### TEXTE SUPPORT

Un marcheur à New York. Journal d’exploration urbaine (hiver 2016-2017)

J’ai dérogé à mon programme habituel aujourd’hui, car j’ai pris un verre avec un collègue de NYU que je ne connaissais pas dans l’après-midi… Il m’a brossé une petite sociologie architecturale des profs de NYU assez amusante, chacun obsédé par l’étage où il habite mais également par ceux qui habitent en dessous et ceux qui habitent au-dessus. Car ici, plus tu es haut, plus tu es considéré, mieux tu es payé. C’est assez simple à comprendre, mais cela engendre d’infinies variations et cascades de hiérarchies, un peu comme à la cour de Louis XIV, mais en démocratie !

Là où je suis, Washington Square Village, ce sont deux barres de 17 étages chacune, avec au milieu un jardin, ce sont les prof moyens de NYU. On n’est pas obligé d’être à NYU pour habiter ici, mais quasi tous les enseignants de NYU habitent dans le périmètre des 10 blocs autour de Washington Square. Le mieux, ce sont les deux tours construites par Pei en face de ma fenêtre, que je vois briller le soir : on monte jusqu’au 30e étage. Les doyens, ou ce statut, les très bien payés – les stars – habitent entre le 26e et le 30e étage et gagnent – c’est variable car les écarts sont grands à ce niveau de hauteur et de notoriété –, plus de 20 000 dollars par mois – si si, ça existe dans les facs américaines, où on négocie son salaire comme sur un marché financier (c’est à dire au minimum quatre fois plus qu’un prof « classe exceptionnelle » en fin de carrière chez nous). Les moyens – entre le 12e et le 22e étage –, ceux qui ont eu la tenure, la titularisation, gagnent tous entre 10 000 et 15 000 dollars par mois.

Tout ça est inscrit dans les contrats que les profs négocient entre fac et avocats, puis signent en tentant de faire monter les enchères, tout y est : l’étage, la vue, l’immeuble, et même la place dans le basement (la cave) pour laver le linge et le faire sécher… La aussi il y a une hiérarchie : les bonnes des pontes (car pour eux ce sont des bonnes, également citées dans le contrat !) passent devant les prof moyens s’il y a queue et embouteillage… Et comme ces bonnes sont généralement des Latinos, des Philippines, des Noires, les profs moyens blancs se sentent humiliés de chez humiliés, tout en arborant un sourire dents blanches politiquement correct bien sûr, car rien n’est dit et rien ne doit surtout se dire. Sauf en cas de crise où, tout à coup, ça explose et certains en viennent aux mains, mêlant dans le tumulte les hiérarchies sociétales, culturelles et raciales.

######

#### CONSIGNE:
Poursuivez le journal new-yorkais sur la hiérarchie des étages chez les professeurs de NYU, en reprenant juste après sa dernière phrase. Les lignes n'interviennent en rien ici.

### DONNÉES

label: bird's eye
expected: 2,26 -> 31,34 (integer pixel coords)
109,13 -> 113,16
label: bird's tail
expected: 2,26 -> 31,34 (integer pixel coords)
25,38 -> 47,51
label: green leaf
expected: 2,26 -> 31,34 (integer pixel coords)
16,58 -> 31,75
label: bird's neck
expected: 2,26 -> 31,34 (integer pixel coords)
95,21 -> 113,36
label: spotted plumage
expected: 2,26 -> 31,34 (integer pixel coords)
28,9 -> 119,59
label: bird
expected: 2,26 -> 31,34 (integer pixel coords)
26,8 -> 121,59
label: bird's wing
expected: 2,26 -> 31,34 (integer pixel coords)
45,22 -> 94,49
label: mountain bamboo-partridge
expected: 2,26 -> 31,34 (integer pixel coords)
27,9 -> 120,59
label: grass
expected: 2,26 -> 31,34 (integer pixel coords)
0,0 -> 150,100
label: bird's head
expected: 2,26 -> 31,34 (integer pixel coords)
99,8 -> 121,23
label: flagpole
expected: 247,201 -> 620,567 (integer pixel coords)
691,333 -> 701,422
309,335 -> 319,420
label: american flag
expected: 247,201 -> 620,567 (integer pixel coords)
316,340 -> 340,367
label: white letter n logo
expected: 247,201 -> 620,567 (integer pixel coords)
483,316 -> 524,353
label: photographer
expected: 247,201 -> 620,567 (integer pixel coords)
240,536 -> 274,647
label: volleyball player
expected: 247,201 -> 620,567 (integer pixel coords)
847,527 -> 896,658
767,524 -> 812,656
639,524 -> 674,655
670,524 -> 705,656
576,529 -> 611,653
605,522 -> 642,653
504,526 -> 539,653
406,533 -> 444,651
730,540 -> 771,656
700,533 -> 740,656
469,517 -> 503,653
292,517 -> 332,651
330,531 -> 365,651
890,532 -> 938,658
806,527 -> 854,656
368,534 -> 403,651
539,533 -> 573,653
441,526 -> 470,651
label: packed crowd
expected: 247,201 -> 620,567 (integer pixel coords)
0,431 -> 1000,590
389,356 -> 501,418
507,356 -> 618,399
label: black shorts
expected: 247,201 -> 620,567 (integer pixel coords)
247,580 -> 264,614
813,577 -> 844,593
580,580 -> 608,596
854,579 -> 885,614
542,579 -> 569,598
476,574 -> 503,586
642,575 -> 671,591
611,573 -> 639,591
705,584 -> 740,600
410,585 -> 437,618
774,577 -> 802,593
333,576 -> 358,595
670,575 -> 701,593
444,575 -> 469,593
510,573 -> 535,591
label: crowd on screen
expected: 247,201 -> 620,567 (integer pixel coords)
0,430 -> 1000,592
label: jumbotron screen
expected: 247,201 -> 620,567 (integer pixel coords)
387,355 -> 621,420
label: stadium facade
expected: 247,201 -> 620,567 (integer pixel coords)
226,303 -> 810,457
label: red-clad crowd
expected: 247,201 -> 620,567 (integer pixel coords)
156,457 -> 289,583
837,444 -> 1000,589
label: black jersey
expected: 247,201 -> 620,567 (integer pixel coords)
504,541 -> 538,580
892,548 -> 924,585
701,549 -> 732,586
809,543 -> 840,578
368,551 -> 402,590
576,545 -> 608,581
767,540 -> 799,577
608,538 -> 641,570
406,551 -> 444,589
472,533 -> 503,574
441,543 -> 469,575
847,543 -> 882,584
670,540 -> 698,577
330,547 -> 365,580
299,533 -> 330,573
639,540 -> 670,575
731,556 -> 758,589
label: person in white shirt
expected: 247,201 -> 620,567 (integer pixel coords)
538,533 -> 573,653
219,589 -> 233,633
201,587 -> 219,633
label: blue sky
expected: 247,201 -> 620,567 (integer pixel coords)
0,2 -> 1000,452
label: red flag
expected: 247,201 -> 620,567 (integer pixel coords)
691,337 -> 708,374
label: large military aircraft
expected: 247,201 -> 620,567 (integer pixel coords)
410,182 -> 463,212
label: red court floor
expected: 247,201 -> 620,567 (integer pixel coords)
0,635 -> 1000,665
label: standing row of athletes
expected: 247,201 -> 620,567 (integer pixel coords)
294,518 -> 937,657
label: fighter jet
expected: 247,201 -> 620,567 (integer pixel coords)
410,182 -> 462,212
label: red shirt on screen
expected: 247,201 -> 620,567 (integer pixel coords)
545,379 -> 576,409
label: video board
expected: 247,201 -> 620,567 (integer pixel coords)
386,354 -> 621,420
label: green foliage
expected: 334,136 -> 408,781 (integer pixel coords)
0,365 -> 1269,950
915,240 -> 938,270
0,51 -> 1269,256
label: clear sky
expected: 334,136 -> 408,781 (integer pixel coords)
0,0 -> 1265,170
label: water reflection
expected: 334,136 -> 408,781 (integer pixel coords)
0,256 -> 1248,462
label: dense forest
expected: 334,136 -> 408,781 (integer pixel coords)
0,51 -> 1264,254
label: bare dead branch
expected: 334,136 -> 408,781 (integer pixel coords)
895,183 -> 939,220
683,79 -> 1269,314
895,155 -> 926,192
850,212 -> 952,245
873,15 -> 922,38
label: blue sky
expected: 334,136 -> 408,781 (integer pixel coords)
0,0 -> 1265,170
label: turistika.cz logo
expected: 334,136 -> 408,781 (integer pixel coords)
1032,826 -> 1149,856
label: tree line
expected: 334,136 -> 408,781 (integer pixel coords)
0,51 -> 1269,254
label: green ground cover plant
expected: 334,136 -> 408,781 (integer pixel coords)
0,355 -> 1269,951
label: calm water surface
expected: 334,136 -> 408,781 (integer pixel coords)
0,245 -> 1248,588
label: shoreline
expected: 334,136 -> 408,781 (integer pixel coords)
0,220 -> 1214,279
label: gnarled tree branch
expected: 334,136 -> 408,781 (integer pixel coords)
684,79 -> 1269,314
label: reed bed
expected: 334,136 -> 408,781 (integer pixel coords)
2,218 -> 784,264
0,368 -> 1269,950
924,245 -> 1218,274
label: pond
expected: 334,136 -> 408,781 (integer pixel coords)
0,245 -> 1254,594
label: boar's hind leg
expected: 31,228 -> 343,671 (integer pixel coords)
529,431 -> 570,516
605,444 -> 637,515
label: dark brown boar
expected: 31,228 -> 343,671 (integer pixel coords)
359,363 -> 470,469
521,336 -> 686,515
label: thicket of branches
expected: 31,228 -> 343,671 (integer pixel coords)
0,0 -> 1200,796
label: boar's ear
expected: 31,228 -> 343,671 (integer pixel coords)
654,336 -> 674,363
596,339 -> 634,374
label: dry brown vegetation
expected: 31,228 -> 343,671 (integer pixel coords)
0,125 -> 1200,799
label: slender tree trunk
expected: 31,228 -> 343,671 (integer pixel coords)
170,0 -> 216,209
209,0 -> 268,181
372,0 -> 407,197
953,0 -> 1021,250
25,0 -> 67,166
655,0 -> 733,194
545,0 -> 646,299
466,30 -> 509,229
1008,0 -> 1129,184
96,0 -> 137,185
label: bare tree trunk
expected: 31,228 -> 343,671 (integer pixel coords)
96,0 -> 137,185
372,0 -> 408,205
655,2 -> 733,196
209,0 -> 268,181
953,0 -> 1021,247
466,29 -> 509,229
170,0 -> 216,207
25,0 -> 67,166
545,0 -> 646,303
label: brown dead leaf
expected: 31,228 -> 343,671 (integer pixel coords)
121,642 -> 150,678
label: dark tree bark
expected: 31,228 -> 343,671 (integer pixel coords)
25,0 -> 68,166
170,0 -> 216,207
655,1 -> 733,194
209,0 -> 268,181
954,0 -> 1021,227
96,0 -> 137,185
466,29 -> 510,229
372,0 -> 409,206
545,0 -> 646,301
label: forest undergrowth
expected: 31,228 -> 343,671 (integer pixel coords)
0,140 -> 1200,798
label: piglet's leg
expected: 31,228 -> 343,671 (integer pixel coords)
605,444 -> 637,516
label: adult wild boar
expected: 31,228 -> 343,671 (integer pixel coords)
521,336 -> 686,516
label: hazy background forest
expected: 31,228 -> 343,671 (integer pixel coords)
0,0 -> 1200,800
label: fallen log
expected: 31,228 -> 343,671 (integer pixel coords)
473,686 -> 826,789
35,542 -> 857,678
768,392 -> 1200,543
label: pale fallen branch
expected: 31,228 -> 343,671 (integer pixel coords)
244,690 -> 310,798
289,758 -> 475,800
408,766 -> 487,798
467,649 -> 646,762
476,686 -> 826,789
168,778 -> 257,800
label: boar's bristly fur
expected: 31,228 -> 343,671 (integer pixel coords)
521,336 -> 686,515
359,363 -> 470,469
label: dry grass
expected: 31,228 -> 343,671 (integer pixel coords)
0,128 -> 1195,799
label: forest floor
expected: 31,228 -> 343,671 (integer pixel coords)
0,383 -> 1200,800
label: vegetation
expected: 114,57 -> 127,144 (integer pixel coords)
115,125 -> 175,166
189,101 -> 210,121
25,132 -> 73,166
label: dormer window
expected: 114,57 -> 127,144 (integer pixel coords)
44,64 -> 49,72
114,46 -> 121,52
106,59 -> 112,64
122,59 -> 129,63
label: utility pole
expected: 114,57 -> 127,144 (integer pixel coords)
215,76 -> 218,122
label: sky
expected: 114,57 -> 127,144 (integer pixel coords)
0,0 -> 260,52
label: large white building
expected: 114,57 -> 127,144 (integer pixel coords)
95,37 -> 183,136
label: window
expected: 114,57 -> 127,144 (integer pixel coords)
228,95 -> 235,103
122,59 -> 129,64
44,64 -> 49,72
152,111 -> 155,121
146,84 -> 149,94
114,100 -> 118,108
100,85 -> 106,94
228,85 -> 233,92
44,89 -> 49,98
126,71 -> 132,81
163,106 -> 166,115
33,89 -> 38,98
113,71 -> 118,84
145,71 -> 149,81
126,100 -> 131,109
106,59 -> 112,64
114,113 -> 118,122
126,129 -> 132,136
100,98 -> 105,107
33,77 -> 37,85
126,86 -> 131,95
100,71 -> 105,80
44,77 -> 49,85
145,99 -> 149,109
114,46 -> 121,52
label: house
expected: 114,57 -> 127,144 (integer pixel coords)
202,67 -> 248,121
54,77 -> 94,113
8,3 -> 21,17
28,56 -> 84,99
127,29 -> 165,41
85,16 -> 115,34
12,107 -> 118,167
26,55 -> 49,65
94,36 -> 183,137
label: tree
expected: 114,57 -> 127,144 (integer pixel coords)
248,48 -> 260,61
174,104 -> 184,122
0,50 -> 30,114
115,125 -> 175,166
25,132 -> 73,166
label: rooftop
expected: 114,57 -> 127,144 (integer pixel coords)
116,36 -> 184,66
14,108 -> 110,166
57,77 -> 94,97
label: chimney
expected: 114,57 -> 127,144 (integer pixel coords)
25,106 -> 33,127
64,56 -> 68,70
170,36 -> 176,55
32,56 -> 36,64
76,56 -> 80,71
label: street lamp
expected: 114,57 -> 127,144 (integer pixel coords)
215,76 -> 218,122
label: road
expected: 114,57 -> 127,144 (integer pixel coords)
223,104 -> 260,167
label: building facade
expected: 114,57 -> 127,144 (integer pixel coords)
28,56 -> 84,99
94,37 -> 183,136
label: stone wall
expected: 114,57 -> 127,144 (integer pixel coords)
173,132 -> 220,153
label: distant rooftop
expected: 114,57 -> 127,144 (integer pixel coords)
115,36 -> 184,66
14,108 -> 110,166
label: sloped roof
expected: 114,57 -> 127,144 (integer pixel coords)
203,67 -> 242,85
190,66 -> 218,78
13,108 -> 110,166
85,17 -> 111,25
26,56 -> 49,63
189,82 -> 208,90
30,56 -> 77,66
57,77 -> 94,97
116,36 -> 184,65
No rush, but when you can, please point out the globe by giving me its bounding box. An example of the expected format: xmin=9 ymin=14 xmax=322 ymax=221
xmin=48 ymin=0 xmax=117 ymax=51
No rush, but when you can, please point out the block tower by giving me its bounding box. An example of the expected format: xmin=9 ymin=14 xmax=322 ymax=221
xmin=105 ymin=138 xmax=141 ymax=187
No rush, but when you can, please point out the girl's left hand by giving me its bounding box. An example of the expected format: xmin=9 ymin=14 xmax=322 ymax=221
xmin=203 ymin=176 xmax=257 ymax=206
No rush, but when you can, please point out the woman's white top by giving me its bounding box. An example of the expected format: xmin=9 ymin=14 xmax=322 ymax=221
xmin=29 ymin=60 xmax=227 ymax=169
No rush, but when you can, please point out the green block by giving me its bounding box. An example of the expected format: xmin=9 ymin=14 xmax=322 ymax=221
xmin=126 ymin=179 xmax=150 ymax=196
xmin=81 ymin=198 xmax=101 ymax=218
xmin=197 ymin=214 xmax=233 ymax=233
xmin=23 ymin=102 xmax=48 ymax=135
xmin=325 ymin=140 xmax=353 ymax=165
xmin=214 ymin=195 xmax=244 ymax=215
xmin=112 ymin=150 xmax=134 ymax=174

######

#### RÉPONSE ATTENDUE:
Le mieux paraît-il, ce sont les ascenseurs : il y a deux ou trois ascenseurs par immeuble, qui distribuent les différents niveaux. Un ne monte pas au dessus du 12e : pour les ploucs, les assistants, assistant professor, visiting professor de base, etc. Les deux autres vont jusqu’en haut et en fonction du bouton sur lequel tu appuies, ta cote monte ou descend. Et si tu as le malheur, habitant au 17e, d’appuyer avant le ponte sur le bouton de ton étage, sans avoir demandé : « à quel étage ? » et qu’il t’annonce, d’un air gentil mais supérieur, « 27e », tu es foutu : à la prochaine commission interne à la fac, tu n’auras jamais ta promotion !

Enfin, le paradoxe veut que les stars des stars, la crème de la crème, habitent au rez de chaussée ! Une trentaine de prof, payés au-delà de l’imaginable, vivent dans les petits immeubles 1910 de Washington Meews, donnant sur l’une des plus petites rue de New York, pavée de pavés quasi parisiens !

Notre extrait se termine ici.